- **Task**:
When you find the line with "Target: utility pole" among the records below, reproduce it and each line after it exactly, ending with the line with "it: point(55, 157).".
++++ Provided information ++++
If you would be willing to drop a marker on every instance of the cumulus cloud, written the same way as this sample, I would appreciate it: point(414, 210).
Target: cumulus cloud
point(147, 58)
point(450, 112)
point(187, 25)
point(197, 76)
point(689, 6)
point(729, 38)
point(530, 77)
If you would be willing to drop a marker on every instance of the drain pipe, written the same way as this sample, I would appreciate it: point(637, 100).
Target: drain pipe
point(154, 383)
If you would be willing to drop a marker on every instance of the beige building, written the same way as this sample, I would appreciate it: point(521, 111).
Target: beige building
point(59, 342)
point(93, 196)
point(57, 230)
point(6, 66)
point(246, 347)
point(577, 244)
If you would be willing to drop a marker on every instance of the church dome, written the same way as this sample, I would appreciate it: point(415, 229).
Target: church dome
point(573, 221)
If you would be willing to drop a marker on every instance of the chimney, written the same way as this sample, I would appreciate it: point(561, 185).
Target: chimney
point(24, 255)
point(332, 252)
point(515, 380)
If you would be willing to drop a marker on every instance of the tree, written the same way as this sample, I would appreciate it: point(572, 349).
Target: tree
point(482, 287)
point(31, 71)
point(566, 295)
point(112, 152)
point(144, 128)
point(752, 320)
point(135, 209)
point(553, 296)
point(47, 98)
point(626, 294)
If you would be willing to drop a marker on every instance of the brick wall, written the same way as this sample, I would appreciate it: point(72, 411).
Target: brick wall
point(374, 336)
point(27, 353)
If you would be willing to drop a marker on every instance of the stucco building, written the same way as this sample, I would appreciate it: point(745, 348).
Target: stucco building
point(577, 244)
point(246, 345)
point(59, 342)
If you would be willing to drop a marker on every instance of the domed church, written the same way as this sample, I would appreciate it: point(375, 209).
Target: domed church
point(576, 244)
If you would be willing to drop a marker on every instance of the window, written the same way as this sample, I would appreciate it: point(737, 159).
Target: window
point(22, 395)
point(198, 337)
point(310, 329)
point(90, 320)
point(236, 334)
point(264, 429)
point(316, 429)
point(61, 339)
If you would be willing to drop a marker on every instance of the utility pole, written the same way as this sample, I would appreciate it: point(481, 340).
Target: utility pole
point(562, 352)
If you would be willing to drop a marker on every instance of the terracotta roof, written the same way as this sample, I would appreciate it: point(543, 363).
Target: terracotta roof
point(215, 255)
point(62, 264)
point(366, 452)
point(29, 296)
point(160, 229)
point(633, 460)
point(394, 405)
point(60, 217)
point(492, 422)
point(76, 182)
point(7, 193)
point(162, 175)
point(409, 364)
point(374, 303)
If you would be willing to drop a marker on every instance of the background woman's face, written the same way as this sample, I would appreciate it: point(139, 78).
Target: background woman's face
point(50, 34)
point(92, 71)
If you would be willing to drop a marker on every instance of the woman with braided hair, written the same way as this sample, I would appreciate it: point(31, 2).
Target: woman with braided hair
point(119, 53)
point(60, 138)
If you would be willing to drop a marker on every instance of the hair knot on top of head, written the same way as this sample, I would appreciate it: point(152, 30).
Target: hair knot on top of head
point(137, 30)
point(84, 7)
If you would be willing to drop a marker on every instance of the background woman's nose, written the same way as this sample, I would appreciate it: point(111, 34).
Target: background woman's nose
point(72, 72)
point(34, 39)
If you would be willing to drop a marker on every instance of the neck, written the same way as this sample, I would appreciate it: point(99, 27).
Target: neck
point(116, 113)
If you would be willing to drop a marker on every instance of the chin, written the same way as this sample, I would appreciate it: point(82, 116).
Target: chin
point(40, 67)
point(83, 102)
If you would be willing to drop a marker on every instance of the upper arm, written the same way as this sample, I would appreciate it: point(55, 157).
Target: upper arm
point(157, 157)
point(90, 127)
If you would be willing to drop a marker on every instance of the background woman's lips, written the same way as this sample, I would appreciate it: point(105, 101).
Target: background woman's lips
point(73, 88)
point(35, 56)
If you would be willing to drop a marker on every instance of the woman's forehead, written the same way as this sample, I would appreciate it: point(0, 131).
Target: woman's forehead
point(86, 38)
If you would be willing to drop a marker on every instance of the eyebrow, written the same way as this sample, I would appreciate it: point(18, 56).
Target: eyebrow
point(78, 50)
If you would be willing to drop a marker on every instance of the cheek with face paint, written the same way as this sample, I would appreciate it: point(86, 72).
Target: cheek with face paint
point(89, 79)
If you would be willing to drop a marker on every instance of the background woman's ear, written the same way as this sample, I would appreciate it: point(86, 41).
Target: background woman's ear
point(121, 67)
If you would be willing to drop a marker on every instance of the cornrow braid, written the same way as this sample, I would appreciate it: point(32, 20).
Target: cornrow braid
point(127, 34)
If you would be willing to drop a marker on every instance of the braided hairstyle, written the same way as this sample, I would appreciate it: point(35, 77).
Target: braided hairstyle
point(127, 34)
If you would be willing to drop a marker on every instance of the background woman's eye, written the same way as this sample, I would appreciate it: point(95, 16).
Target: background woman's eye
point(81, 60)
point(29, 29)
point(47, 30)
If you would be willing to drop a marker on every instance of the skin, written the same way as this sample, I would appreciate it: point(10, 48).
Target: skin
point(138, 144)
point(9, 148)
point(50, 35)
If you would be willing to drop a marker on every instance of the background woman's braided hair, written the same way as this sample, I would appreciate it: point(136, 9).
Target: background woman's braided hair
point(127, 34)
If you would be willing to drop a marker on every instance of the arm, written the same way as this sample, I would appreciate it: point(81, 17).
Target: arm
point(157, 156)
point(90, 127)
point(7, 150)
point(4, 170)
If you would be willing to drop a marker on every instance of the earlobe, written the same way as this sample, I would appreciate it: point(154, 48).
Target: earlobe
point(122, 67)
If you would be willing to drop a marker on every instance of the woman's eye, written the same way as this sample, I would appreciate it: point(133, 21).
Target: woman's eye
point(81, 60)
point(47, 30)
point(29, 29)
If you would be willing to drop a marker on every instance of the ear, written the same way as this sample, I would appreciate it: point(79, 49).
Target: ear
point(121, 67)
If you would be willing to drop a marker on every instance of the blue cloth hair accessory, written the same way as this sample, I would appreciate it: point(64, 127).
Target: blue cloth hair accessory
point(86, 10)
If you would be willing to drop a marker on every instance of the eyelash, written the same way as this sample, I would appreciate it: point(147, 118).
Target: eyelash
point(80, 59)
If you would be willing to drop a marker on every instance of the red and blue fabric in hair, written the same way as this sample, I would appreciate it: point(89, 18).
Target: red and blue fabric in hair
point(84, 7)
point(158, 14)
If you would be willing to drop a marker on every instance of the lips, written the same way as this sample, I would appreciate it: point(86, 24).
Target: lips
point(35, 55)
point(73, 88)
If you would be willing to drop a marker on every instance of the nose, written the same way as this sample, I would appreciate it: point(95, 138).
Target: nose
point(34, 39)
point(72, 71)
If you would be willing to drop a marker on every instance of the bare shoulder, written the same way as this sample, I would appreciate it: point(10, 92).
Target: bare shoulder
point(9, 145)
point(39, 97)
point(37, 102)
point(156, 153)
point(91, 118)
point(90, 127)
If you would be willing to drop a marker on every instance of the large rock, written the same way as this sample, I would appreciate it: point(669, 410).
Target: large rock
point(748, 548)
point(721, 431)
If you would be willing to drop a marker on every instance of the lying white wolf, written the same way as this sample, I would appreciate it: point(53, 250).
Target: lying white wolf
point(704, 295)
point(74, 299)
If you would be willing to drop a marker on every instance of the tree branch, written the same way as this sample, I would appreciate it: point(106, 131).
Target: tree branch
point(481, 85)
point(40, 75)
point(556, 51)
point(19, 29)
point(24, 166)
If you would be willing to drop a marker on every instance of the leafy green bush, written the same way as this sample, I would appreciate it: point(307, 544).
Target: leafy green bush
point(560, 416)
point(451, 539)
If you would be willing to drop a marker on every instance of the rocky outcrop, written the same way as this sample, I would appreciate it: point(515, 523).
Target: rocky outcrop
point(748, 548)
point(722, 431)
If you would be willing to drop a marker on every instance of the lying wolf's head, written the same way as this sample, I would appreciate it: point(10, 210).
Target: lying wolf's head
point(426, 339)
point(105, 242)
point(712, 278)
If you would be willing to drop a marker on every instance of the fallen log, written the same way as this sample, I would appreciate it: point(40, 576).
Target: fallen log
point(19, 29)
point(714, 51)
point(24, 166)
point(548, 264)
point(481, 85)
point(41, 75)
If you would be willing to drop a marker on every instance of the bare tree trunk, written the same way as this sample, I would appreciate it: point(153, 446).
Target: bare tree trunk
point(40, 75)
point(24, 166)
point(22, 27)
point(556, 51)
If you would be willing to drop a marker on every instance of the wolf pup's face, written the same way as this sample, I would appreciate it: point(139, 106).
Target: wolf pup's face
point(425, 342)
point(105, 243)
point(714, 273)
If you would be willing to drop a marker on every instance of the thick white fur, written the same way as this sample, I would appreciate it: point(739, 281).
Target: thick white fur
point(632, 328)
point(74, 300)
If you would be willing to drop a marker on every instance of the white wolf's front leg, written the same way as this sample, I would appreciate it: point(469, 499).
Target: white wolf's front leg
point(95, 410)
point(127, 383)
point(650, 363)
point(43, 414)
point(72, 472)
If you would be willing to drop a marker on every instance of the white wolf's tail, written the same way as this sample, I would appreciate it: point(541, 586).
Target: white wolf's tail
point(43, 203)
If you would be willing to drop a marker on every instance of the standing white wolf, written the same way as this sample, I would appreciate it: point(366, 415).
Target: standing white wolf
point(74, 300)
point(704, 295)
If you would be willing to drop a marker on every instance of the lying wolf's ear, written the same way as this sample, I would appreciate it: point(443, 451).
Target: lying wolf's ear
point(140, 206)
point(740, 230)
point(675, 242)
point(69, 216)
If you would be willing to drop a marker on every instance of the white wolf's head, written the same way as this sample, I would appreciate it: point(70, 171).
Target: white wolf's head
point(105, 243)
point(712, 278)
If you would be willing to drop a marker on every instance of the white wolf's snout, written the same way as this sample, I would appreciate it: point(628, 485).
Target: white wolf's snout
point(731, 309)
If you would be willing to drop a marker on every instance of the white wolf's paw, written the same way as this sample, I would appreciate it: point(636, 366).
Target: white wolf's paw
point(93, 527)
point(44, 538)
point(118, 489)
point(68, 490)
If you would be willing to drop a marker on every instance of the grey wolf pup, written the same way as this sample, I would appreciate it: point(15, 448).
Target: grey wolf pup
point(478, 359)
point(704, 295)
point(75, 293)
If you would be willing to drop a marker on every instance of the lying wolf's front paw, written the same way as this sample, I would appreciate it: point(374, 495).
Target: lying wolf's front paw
++++
- **Answer**:
Target: utility pole
point(562, 352)
If you would be willing to drop a marker on every instance of the terracotta roof, written the same way as this sample, I would appreciate it: point(543, 363).
Target: terracotta roof
point(215, 255)
point(62, 264)
point(366, 452)
point(29, 296)
point(160, 229)
point(633, 460)
point(394, 405)
point(60, 217)
point(492, 422)
point(76, 182)
point(7, 193)
point(162, 175)
point(409, 364)
point(374, 303)
If you would be willing to drop a marker on every instance of the background woman's face, written the same way as this sample, I would appreciate it: point(139, 78).
Target: background woman's face
point(50, 34)
point(92, 71)
If you would be willing to drop a marker on every instance of the woman with braided hair, written the same way as this sample, I would appreciate it: point(31, 2).
Target: woman with braided hair
point(119, 53)
point(60, 138)
If you would be willing to drop a marker on every instance of the hair knot on top of head, written the same way as this sample, I would appreciate it: point(152, 30).
Target: hair knot on top of head
point(137, 30)
point(84, 7)
If you would be willing to drop a marker on every instance of the background woman's nose, written the same way as this sample, I would appreciate it: point(111, 34).
Target: background woman's nose
point(72, 72)
point(34, 39)
If you would be willing to drop a marker on every instance of the neck, written the same way as this sample, I would appreciate it: point(99, 27).
Target: neck
point(116, 113)
If you would be willing to drop a marker on every instance of the chin, written the same way as this sample, I would appreciate it: point(82, 116).
Target: chin
point(40, 67)
point(83, 102)
If you would be willing to drop a marker on every instance of the upper arm, written the same way as this sample, I would appreciate it: point(55, 157).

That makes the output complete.